Goal of the exercise: Turn the records below into a two-column CSV with the columns text and answer, one row per record, each field quoted and any line breaks in it replaced with spaces. Begin at the line that has "Practice step: point at the concrete wall" and stop after the last of the records.

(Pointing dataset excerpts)
□ □ □ □ □ □ □

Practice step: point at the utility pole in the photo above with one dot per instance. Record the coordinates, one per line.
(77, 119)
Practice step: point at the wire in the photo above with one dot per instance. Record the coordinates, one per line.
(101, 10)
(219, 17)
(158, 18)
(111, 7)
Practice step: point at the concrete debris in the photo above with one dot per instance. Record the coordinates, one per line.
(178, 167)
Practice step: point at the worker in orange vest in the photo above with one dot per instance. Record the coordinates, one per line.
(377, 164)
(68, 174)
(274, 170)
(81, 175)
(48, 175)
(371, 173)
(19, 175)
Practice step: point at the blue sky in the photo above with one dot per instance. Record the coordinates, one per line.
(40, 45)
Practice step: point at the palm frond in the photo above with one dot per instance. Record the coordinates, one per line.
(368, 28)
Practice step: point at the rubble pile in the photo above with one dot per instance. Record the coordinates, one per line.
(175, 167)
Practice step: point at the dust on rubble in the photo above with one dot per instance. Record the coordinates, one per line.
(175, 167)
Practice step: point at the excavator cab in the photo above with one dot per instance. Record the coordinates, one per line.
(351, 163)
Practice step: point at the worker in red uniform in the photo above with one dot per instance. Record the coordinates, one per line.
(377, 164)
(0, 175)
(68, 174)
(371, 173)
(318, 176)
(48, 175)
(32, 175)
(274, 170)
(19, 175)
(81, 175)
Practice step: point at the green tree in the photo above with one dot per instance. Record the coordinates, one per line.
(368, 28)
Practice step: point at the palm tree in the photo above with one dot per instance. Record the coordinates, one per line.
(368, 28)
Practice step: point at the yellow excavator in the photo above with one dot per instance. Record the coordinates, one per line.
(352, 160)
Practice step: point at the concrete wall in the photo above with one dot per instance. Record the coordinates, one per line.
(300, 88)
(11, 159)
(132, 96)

□ □ □ □ □ □ □

Reply:
text,answer
"Practice step: point at the concrete wall in the photo above with one dot per instance. Record the coordinates, one per line.","(300, 88) (11, 159) (132, 96)"